Data excerpts:
....
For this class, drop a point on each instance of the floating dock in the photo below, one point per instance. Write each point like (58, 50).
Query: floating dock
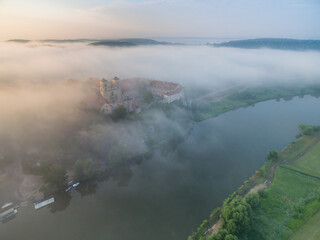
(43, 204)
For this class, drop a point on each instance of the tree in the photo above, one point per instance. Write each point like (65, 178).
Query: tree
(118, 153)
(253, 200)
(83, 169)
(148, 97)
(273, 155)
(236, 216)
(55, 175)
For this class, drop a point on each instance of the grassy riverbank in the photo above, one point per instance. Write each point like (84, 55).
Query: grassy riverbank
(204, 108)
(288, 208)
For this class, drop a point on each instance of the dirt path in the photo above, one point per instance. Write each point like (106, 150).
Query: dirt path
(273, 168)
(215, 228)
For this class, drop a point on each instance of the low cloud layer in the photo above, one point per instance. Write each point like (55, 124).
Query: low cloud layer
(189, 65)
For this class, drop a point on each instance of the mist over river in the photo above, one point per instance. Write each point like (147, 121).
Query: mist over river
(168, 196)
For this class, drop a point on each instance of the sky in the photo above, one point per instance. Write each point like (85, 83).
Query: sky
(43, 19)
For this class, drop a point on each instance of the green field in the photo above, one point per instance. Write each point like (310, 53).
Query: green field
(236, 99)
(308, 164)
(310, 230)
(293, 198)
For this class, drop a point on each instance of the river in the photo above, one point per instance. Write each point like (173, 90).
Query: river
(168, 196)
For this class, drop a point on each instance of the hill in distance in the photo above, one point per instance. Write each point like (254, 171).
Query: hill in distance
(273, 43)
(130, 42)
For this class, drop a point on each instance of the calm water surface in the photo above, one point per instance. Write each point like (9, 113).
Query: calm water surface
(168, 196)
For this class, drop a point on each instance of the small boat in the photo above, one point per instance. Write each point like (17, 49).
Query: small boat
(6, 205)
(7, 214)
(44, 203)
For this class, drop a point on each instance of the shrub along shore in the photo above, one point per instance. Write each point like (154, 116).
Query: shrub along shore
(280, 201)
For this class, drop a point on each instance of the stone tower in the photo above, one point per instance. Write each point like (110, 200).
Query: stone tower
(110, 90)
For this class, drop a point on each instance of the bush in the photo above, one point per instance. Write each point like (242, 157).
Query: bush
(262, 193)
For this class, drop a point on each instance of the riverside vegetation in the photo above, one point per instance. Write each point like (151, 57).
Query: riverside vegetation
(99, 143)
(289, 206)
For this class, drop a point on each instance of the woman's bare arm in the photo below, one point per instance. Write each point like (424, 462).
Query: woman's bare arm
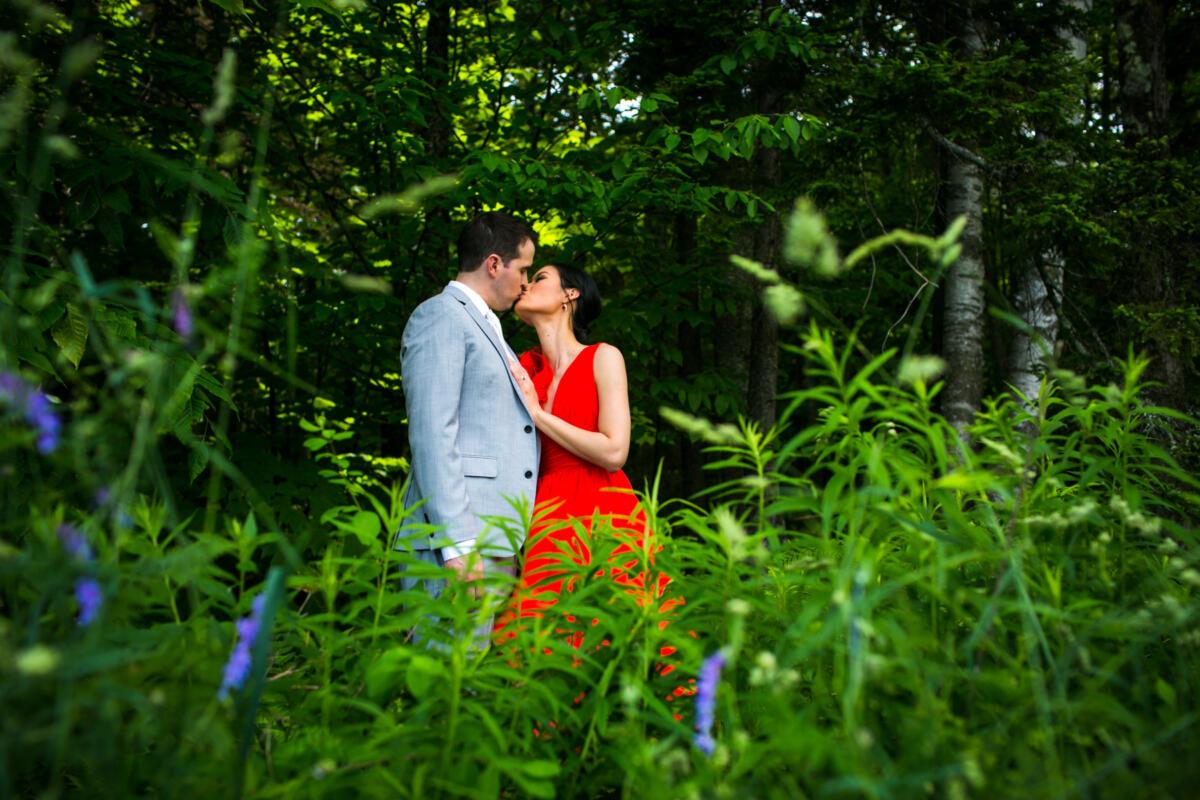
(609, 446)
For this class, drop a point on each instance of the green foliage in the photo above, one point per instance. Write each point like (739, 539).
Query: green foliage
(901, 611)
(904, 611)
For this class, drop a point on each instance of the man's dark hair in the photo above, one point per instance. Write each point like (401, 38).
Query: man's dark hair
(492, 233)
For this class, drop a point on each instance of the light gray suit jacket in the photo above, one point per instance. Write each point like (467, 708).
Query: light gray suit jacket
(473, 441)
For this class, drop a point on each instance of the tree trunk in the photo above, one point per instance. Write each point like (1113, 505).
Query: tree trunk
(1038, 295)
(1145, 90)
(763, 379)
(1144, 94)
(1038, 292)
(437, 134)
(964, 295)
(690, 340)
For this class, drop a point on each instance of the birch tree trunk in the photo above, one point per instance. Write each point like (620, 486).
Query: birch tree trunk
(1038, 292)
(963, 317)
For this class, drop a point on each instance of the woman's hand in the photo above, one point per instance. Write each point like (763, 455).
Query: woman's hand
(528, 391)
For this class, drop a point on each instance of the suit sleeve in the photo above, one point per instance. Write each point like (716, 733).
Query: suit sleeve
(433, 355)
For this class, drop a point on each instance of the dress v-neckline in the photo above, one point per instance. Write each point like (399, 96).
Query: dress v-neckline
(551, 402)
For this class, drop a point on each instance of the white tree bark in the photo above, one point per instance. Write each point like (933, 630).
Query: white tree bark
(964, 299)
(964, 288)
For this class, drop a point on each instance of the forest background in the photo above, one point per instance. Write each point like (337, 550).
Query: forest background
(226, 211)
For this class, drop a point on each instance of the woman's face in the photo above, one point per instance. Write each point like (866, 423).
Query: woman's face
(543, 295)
....
Stated problem: From the line that contains "like (467, 708)." down to the last line of the listing above, repeat each line exactly, and include nothing else.

Exercise result:
For this class, drop a point on each instance of the light gray suit jacket in the photo above, one point per instance. Write each point like (467, 708).
Query: light gray suit jacket
(473, 441)
For this class, drop a point on each instance of the tree trunk in the photo above, one point per instance. Write each point like (1113, 505).
Query: tree trunk
(1038, 295)
(1145, 90)
(763, 379)
(1144, 94)
(1038, 292)
(437, 134)
(964, 295)
(690, 340)
For this class, drop a point on each instance of the birch tree trunk in the photo above, one point per instance. Write each point like (620, 486).
Query: birch tree trunk
(1038, 292)
(963, 317)
For this class, drop a point on each instance of the woman's hand in the photo above, one point per instance. Write each point like (763, 455).
Query: woman's hand
(528, 391)
For this class, drop a point on each instance of the suit sleeve in the photo above, one point per instance. Write each point like (716, 733).
Query: suit sleeve
(433, 355)
For this class, drop a point on each instance of the dress v-neckline in the photo above, one point per instance. Write each point like (399, 96).
Query: dress v-neckline
(551, 402)
For this class, drop a point on each instance of the white tree bark in the photo above, one point per instance. Write each point like (933, 630).
Query: white tree bark
(964, 299)
(964, 288)
For this class, drop a point on each instance of the forest background in the photo above, one point per instance. Write each point like (337, 550).
Query: forest background
(226, 211)
For this class, drop a point on each instance of the woman's face in the photo above, one point per instance. Write each point like (866, 423).
Query: woman's face
(543, 295)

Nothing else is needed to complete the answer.